TEXT PASSAGE:
_ _ _
Yue Geng

Posted on May 12 • Originally published at gengyue.site

Building a Lightweight Web Scraping Toy with Bun’s Experimental `Bun.Webview`

#webdev #bunjs #javascript #webview

Introduction

Starting from Bun v1.3.12, a new experimental API called Bun.Webview was introduced. It enables simple browser automation and can partially replace tools like Playwright. Pretty exciting, so I gave it a try.

For macOS users, Bun.Webview can directly use the system’s native WebKit as the backend. On Windows and Linux, Chrome can be used as the backend via:

const view = new Bun.WebView({ backend: "chrome" });

According to the Bun documentation, Bun searches for Chrome in the following order:

The path provided in backend: { type: "chrome", path: "..." }
The BUN_CHROME_PATH environment variable
$PATH (google-chrome-stable, google-chrome, chromium-browser, chromium, brave-browser, microsoft-edge, chrome)
_ _ _
WORK TO DO:
1. Which version of Bun introduced Bun.Webview, according to the Bun.Webview post?
2. Please print the Bun.Webview post from "const view = new" up to and including "brave-browser, microsoft-edge, chrome)".
The rows after the Bun.Webview post come from a different source.
_ _ _
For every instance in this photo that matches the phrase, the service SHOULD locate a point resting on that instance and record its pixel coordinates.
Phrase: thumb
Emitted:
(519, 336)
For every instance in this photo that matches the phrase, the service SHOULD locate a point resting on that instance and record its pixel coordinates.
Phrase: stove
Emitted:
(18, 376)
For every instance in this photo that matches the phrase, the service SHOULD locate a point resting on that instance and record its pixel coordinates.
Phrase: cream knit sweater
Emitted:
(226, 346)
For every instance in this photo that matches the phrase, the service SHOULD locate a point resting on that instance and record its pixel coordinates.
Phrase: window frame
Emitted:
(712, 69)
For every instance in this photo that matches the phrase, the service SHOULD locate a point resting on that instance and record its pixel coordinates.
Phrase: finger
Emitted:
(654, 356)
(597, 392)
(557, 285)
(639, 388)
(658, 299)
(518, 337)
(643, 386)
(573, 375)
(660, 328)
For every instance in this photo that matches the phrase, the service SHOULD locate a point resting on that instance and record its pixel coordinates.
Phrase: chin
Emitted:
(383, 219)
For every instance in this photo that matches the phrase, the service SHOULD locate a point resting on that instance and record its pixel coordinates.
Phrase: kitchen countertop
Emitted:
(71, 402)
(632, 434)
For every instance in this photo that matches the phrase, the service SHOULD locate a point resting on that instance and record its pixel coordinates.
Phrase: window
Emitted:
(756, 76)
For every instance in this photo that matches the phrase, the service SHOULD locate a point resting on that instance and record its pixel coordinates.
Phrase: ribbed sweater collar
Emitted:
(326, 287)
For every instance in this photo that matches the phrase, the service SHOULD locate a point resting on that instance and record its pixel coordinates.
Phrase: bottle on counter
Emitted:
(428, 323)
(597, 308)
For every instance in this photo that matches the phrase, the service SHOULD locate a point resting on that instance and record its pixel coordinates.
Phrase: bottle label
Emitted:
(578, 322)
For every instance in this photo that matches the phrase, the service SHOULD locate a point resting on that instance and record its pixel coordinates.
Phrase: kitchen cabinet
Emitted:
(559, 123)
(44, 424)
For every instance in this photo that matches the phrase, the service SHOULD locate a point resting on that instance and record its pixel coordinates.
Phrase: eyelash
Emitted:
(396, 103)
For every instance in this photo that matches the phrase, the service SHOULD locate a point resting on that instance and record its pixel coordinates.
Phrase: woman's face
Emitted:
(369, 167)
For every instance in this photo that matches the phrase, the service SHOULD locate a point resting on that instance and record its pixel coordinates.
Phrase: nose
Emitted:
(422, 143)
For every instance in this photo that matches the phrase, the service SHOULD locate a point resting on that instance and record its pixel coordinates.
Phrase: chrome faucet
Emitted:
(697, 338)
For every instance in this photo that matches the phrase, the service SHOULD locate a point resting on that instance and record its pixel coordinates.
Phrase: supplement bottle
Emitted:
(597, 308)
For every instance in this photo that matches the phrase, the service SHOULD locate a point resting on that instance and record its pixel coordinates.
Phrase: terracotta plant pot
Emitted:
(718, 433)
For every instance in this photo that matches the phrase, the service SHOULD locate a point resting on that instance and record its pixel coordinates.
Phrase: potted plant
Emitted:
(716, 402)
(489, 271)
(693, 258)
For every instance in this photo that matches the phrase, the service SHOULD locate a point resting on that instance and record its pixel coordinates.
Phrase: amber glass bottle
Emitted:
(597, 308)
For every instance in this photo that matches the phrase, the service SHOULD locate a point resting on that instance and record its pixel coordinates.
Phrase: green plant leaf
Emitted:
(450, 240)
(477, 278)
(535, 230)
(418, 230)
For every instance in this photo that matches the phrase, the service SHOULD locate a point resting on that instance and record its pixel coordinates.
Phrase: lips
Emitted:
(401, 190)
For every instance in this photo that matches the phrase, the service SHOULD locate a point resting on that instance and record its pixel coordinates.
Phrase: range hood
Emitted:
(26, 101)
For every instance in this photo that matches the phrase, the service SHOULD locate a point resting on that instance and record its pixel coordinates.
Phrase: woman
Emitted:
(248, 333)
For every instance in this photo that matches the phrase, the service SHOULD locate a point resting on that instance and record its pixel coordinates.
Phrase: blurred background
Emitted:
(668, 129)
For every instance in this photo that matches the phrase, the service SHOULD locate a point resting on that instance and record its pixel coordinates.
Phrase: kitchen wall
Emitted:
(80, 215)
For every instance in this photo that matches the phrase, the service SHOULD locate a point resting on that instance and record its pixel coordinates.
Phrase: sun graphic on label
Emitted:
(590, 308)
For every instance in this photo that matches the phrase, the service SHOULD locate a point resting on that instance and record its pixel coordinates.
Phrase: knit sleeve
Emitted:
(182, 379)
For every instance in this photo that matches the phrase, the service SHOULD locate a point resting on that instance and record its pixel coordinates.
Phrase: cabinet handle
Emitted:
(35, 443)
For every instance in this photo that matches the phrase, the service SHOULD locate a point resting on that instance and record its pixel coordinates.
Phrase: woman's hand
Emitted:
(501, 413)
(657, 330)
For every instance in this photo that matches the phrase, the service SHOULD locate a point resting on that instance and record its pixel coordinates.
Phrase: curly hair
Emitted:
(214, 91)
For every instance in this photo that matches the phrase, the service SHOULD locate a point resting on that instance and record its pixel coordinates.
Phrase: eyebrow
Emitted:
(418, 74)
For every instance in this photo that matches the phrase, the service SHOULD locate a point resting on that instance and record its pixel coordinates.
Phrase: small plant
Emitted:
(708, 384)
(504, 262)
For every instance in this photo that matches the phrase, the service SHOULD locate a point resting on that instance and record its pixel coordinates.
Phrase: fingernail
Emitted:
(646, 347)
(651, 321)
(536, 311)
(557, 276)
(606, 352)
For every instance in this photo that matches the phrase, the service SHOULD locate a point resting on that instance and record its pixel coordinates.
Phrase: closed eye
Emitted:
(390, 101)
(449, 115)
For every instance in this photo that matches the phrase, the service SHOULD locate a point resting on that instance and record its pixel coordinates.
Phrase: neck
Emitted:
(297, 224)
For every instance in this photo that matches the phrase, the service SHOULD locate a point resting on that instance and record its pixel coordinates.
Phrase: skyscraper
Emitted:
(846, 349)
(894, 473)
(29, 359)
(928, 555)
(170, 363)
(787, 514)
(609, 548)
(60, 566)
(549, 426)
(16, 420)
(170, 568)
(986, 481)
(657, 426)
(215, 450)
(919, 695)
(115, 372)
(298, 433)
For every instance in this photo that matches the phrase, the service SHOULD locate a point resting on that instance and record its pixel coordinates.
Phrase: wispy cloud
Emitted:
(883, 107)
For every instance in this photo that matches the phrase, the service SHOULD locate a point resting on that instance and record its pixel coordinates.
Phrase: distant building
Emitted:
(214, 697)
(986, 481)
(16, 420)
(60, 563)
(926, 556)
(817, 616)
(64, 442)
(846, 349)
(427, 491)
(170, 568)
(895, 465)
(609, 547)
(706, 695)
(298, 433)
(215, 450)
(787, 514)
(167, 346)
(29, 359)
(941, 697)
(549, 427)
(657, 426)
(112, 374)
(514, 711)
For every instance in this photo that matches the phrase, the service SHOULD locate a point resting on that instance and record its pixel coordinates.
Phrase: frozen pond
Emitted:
_ _ _
RESPONSES IN ORDER:
1. Bun v1.3.12

2.
const view = new Bun.WebView({ backend: "chrome" });

According to the Bun documentation, Bun searches for Chrome in the following order:

The path provided in backend: { type: "chrome", path: "..." }
The BUN_CHROME_PATH environment variable
$PATH (google-chrome-stable, google-chrome, chromium-browser, chromium, brave-browser, microsoft-edge, chrome)